-- RECORDS SHOWN follows --

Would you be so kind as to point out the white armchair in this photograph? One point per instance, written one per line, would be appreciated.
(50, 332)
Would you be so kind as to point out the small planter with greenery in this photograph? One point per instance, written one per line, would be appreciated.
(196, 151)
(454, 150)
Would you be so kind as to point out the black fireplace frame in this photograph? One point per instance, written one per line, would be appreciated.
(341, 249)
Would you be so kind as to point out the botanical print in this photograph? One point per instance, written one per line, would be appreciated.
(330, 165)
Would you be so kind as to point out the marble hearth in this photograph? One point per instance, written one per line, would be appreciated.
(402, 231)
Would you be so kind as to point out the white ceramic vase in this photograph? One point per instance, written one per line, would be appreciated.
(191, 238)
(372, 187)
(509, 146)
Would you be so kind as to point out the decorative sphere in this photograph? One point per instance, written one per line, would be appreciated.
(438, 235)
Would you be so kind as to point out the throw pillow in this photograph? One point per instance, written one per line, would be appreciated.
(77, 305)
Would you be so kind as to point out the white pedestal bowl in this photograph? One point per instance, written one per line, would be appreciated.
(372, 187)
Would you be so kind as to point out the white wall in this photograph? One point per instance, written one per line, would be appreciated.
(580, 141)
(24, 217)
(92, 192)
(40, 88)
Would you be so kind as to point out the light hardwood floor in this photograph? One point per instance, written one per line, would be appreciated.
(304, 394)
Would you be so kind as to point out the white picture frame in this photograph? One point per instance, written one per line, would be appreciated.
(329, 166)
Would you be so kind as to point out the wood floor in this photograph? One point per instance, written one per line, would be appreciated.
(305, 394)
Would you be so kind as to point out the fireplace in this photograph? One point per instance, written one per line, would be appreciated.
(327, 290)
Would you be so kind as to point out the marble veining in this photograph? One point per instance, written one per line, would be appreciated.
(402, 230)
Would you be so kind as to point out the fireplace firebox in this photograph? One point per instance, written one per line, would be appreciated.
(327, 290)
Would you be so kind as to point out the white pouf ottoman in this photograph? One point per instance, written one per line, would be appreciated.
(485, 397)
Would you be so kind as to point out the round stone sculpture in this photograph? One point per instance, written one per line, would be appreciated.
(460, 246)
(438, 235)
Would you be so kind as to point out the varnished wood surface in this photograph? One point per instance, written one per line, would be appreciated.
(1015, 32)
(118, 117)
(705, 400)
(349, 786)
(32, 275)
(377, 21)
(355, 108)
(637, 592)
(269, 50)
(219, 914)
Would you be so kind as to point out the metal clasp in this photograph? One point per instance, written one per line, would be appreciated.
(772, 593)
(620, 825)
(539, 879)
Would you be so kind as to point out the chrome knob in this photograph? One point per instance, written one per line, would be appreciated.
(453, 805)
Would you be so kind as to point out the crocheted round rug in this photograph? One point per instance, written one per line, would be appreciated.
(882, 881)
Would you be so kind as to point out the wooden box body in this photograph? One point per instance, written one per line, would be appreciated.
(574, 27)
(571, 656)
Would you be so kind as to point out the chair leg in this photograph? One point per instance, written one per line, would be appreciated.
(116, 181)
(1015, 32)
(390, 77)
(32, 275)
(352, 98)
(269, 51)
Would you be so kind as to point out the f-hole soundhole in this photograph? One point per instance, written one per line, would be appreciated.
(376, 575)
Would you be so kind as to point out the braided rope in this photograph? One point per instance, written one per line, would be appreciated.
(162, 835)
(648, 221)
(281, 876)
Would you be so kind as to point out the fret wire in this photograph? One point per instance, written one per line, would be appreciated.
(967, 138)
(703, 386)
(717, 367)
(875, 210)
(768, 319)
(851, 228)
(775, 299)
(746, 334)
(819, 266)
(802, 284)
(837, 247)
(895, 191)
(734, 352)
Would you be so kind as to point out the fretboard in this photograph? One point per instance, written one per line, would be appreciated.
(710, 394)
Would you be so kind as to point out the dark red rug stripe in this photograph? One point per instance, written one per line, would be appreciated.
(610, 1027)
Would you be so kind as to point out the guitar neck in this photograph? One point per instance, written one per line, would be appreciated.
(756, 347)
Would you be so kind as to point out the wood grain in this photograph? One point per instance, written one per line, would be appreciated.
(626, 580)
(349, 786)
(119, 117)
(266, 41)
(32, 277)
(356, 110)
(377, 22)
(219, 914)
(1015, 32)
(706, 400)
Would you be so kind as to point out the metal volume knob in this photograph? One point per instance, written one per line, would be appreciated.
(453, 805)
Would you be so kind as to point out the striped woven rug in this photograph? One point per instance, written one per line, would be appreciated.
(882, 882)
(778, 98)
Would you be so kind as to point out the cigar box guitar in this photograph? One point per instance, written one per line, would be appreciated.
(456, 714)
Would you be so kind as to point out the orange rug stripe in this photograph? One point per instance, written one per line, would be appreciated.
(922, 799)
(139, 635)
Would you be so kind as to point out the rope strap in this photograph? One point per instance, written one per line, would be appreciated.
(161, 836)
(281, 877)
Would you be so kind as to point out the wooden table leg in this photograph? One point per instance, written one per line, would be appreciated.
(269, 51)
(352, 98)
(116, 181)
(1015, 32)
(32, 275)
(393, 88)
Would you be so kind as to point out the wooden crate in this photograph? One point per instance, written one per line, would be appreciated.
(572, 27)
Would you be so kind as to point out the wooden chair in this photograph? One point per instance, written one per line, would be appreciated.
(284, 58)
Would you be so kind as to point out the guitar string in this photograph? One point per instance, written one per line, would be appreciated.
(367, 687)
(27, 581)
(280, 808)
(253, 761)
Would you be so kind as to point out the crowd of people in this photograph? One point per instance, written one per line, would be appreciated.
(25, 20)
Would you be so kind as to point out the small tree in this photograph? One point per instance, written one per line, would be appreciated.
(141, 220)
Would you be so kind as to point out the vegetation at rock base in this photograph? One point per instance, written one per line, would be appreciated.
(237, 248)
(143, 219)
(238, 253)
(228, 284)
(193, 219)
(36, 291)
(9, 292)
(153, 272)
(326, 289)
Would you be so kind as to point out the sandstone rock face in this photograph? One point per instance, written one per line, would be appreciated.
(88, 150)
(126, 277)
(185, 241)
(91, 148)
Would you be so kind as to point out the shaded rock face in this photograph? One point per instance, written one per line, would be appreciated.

-- RECORDS SHOWN concluded --

PROBLEM TO SOLVE >> Nothing should be left out when the listing is retyped exactly.

EXERCISE ANSWER >>
Would you be so kind as to point out the white armchair in this photograph? One point per instance, written one per line, would be appreciated.
(50, 332)
Would you be so kind as to point out the small planter with greenery in this photograph? One point per instance, written one per line, would be appreciated.
(196, 151)
(454, 150)
Would you be so kind as to point out the black fireplace frame in this photograph? One point per instance, written one per line, would be appreciated.
(341, 249)
Would you be so kind as to point out the botanical print in this photograph? One point per instance, written one per line, would be appreciated.
(330, 165)
Would you be so kind as to point out the marble hearth in this photograph? One point per instance, written one per line, would be appreciated.
(402, 231)
Would you be so kind as to point out the white ceramic vase in this photograph? One point per instance, written one per line, would be appreciated.
(191, 238)
(372, 187)
(509, 146)
Would you be so kind as to point out the decorative sphere in this photograph? One point per instance, written one per line, would be appreciated.
(438, 235)
Would you be so kind as to point out the throw pillow in this photograph? One point per instance, written one per line, would be appreciated.
(77, 305)
Would you be so kind as to point out the white pedestal bowl in this photograph? One point per instance, written one per line, would be appreciated.
(372, 187)
Would you be so kind as to point out the white wall in this photograph? One point per instance, written one per line, would be appreciated.
(580, 141)
(24, 217)
(92, 192)
(40, 88)
Would you be so kind as to point out the light hardwood floor in this photograph? One point per instance, written one per line, would be appreciated.
(304, 394)
Would you be so kind as to point out the white picture frame in this photograph? One point per instance, written one per line, would be appreciated.
(329, 166)
Would you be so kind as to point out the wood floor in this photograph? One point per instance, written one per line, would be appreciated.
(305, 394)
Would you be so kind as to point out the fireplace in this photograph? One point per instance, written one per line, would be appreciated.
(327, 290)
Would you be so kind as to point out the marble veining in this photograph? One point per instance, written one per line, would be appreciated.
(402, 230)
Would you be so kind as to point out the fireplace firebox in this photograph? One point per instance, written one per line, would be appreciated.
(327, 290)
Would you be so kind as to point out the white pouf ottoman in this photograph? One point per instance, written one per line, would be appreciated.
(485, 397)
Would you be so kind as to point out the round stone sculpture in this photograph? One point per instance, written one per line, would be appreciated.
(460, 246)
(438, 235)
Would you be so kind as to point out the varnished wood surface in this photograph? One point per instance, written one per line, would be appreciated.
(1015, 32)
(118, 117)
(705, 400)
(349, 786)
(32, 275)
(377, 21)
(355, 108)
(637, 592)
(269, 50)
(219, 914)
Would you be so kind as to point out the metal clasp in this photograph? One point per instance, written one per line, would be appreciated.
(772, 593)
(620, 825)
(539, 879)
Would you be so kind as to point out the chrome knob in this photograph? One point per instance, written one per line, would be appreciated.
(453, 805)
Would you be so kind as to point out the crocheted round rug in this photograph? One point per instance, written one per line, would be appreciated.
(882, 881)
Would you be so kind as to point out the wooden box body in this photograph? One point per instance, written one per line, would be appreciated.
(574, 27)
(571, 656)
Would you be so kind as to point out the chair leg in this photograph? One point per instance, written one per line, would be appreciated.
(116, 181)
(1015, 32)
(390, 77)
(32, 275)
(352, 98)
(269, 51)
Would you be so kind as to point out the f-hole soundhole in this photograph? One point per instance, written one per line, would be appreciated.
(376, 575)
Would you be so kind as to point out the braided rope in this photograph? One point per instance, written one per line, would be appreciated.
(162, 835)
(648, 221)
(281, 876)
Would you be so kind as to point out the fret wire in this photograph? One point per instance, written one per line, would be appreciated.
(967, 138)
(703, 386)
(717, 367)
(875, 210)
(768, 319)
(851, 228)
(775, 299)
(746, 334)
(819, 266)
(802, 284)
(837, 247)
(895, 191)
(734, 352)
Would you be so kind as to point out the fretboard in this photograph? One point per instance, written one per line, would be appreciated.
(710, 394)
Would you be so kind as to point out the dark red rug stripe in this photograph? One point per instance, written one per line, would be appreciated.
(610, 1027)
Would you be so kind as to point out the guitar neck in this photograph? One point per instance, written one per line, would be appreciated.
(756, 347)
Would you be so kind as to point out the wood grain in this photograph? One point per instance, written one per line, would be appreciated.
(626, 580)
(349, 786)
(119, 117)
(266, 41)
(32, 277)
(356, 110)
(377, 22)
(219, 914)
(1015, 32)
(706, 400)
Would you be so kind as to point out the metal volume knob in this photograph? One point per instance, written one per line, would be appreciated.
(453, 805)
Would you be so kind as to point out the striped woven rug in this photograph? One point per instance, written one per line, would be appreciated.
(882, 882)
(778, 98)
Would you be so kind as to point out the cigar box guitar in this photograph? One point per instance, written one per line, would be appreciated.
(456, 714)
Would you be so kind as to point out the orange rug stripe in this photograph? One point per instance, written one per line, would be appreciated.
(922, 799)
(139, 635)
Would you be so kind as to point out the rope strap in this photograph? One point per instance, written one per line, would be appreciated.
(161, 836)
(281, 877)
Would you be so kind as to point out the wooden table leg in this photograph? One point per instance, written one per line, would be appreciated.
(269, 51)
(352, 98)
(116, 181)
(1015, 32)
(32, 275)
(393, 88)
Would you be so kind as to point out the wooden crate in this photograph? One point per instance, written one per line, would be appreciated.
(572, 27)
Would you be so kind as to point out the wooden chair in this photograph? One point per instance, written one per line, would be appreciated.
(284, 58)
Would you be so kind as to point out the guitar string in this photograph? One point per instance, written one per line, would be appreciated.
(367, 687)
(27, 581)
(280, 808)
(253, 761)
Would you be so kind as to point out the crowd of people in this photograph? One point per instance, written one per line, would be appreciated.
(25, 20)
Would you be so kind as to point out the small tree in this photograph? One point per instance, written one per line, would be appreciated.
(141, 220)
Would you be so kind as to point out the vegetation at rock base in this photograph? One point per instance, written one per line, would be appreciated.
(237, 248)
(143, 219)
(238, 253)
(228, 284)
(193, 219)
(36, 291)
(9, 292)
(153, 272)
(326, 289)
Would you be so kind as to point out the sandstone rock face in this photograph? One point per instance, written one per line, would be appreciated.
(88, 150)
(126, 277)
(185, 241)
(91, 148)
Would you be so kind as to point out the shaded rock face in this photograph? One point per instance, written one per line, would be appreciated.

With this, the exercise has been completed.